> [WHAT IS NEEDED]:
When a line in the data below includes "shirt", pick it out and copy it.

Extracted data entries
*** Block opens ***

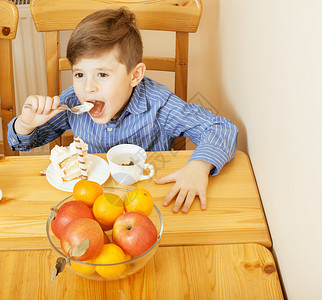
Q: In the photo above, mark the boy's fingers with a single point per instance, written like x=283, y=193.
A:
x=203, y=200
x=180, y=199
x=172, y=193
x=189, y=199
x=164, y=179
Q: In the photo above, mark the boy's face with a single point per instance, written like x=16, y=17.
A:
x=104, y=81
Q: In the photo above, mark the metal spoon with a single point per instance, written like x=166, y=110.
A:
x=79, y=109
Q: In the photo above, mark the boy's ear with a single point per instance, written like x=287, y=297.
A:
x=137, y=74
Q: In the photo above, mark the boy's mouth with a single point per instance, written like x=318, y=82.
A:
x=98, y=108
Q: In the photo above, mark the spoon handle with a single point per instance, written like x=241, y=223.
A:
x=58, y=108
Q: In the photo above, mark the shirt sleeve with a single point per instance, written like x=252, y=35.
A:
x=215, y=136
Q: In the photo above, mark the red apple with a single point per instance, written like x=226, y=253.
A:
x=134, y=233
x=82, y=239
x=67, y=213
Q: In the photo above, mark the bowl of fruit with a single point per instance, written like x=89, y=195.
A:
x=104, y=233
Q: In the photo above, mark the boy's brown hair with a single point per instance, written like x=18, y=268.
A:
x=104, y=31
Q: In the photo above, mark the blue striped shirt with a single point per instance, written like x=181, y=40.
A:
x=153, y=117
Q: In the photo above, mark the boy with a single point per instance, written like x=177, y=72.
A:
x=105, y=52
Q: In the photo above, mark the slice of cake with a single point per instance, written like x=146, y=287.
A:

*** Block closes ***

> [YOUR RESPONSE]:
Q: In the photo above, mark the shirt sleeve with a single point per instance, written like x=252, y=35.
Q: In the photo above, mark the blue striped shirt with a single point per instance, written like x=181, y=40.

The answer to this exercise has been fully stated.